SUPPLIED PASSAGE.

------------------------------------------------

Distributed NoSQL databases are a popular method of storing key-value data. However these databases have drawbacks when it comes to accessing data. In most key-value stores, it is only possible to access data efficiently via the primary key. Searching for a particular value in the database would require investigating every key-value pair. This can be highly inefficient, and as there are many circumstances which require searching by some attribute of the value (a secondary attribute), this can lead to poor performance.

HyperDex

HyperDex is a NoSQL database that provides a rich API for key-value and document storage with multiple attributes. It was developed by Robert Escriva, then a PhD student at Cornell. HyperDex is a multi-index store, in which queries can be performed efficiently on multiple attributes. It does this by not only hashing on the key to determine which server the data maps to, but also on each attribute independently. This collection of hash values can be treated as a coordinate in n-dimensional space, where n is the number of attributes including the key.

Figure 1

This is visualized in Figure 1, with 3 dimensions or attributes: first name, last name, and phone number. Servers are split among these dimensions. If you have the values for all three attributes, this maps to a single point, and thus a single server. Information about each attribute essentially flattens the space along that dimension, reducing the number of servers needed to be contacted to find the data.

Figure 2

Figure 2 makes this clearer for one and two dimensions. In the one dimension case we have one attribute: first name. We have chosen 4 partitions, and thus the hash values are divided among the four partitions. In 2 dimensions, we still have four partitions, but only two in a given dimensions. Thus if you have information about a last name you can determine which column to search in, but cannot determine whether your data is in partition 2 or partition 4 (assuming the hash mapped to the second column).

As more attributes are added, the number of dimensions increases, which drastically increases the number of servers that need to be searched to find the data. In order to remedy this issue, HyperDex introduces subspaces, which produce copies of the data using a subset of the attributes. Since keys are primarily used the access the data, a subspace with only the key is created automatically. To handle fault tolerance, each partition of a subspace is duplicated. Since each subspace has an entire copy of the data, indexed by the subspace’s attributes, this means that each subspace is duplicated separately for each fault that needs to be tolerated.

------------------------------------------------

Bounding box annotation data:
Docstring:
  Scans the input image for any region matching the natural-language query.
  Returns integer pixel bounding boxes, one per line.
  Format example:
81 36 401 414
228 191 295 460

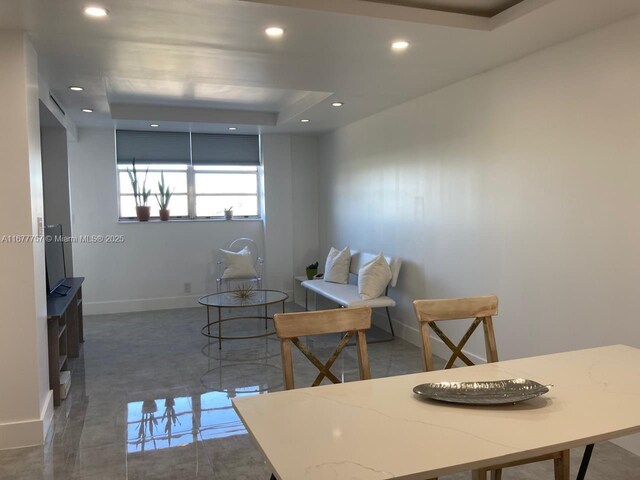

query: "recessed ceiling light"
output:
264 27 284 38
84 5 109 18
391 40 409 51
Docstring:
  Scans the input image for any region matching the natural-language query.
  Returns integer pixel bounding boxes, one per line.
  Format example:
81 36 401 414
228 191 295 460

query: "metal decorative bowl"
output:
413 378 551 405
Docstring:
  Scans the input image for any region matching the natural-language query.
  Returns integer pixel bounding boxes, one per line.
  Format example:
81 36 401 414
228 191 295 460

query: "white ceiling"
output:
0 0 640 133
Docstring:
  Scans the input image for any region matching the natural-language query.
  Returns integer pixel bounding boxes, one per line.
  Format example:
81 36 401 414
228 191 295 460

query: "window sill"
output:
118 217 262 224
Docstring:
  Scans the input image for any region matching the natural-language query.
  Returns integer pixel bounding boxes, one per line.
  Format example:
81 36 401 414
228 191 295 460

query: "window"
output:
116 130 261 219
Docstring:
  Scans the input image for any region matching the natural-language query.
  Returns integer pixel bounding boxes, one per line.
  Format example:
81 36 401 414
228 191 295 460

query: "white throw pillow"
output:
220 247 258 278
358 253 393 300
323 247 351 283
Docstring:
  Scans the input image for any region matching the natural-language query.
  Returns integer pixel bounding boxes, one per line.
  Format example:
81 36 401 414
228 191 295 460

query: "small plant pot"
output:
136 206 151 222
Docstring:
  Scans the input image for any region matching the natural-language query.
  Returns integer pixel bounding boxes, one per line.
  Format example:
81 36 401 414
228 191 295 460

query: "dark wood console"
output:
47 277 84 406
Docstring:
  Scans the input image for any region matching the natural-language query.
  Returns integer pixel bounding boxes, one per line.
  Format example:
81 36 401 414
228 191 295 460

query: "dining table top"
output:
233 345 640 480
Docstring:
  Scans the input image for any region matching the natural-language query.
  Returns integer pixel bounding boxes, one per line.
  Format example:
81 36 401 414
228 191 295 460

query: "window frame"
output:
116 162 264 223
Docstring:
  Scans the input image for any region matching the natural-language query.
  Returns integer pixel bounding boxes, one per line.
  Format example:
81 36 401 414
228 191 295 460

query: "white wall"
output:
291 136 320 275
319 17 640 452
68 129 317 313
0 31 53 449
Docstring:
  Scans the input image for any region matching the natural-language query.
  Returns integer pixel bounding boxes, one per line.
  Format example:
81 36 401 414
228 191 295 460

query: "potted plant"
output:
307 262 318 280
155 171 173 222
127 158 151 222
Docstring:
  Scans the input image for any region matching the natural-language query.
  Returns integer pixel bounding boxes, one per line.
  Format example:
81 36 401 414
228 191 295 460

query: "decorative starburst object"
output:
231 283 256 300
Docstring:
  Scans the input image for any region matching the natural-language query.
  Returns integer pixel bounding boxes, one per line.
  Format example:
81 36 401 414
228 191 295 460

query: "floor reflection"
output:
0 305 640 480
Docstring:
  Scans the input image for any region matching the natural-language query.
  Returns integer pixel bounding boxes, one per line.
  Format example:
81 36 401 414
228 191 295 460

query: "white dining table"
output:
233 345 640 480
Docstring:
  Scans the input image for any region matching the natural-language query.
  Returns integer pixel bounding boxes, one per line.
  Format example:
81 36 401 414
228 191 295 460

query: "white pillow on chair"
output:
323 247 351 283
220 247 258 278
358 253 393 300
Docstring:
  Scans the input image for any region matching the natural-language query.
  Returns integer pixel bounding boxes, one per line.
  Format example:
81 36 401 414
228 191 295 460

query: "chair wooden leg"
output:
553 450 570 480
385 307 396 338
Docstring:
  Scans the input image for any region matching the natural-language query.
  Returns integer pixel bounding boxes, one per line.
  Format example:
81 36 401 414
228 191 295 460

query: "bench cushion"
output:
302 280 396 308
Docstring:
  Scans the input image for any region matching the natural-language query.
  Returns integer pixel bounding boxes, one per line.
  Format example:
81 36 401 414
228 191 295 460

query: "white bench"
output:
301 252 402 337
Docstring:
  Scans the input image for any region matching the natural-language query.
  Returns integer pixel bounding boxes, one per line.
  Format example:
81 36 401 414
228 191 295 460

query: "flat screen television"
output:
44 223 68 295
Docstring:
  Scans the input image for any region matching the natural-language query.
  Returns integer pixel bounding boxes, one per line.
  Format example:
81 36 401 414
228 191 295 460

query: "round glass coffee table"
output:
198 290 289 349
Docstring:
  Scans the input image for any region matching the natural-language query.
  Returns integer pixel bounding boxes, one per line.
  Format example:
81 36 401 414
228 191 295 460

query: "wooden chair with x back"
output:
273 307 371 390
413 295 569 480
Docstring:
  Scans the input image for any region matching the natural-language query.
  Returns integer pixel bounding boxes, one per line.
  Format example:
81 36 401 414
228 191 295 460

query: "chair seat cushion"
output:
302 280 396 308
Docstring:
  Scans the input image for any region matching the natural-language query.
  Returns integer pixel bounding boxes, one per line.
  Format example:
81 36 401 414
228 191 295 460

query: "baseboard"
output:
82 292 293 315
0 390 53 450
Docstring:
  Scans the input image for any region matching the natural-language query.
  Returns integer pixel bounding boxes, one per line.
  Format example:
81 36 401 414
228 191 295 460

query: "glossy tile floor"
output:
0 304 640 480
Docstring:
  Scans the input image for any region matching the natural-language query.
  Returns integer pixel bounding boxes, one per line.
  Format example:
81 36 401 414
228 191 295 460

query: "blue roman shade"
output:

------------------------------------------------

REQUIREMENTS.
[a] Translate this sentence from the HyperDex passage into Spanish: "HyperDex is a multi-index store, in which queries can be performed efficiently on multiple attributes."
[b] From the HyperDex passage, extract the text between "HyperDex is a NoSQL" and "including the key.", inclusive.
This data is not needed for any of the tasks.

FINAL RESULTS.
[a] HyperDex es un almacén multiíndice, en el que las consultas pueden realizarse de manera eficiente sobre múltiples atributos.

[b]
HyperDex is a NoSQL database that provides a rich API for key-value and document storage with multiple attributes. It was developed by Robert Escriva, then a PhD student at Cornell. HyperDex is a multi-index store, in which queries can be performed efficiently on multiple attributes. It does this by not only hashing on the key to determine which server the data maps to, but also on each attribute independently. This collection of hash values can be treated as a coordinate in n-dimensional space, where n is the number of attributes including the key.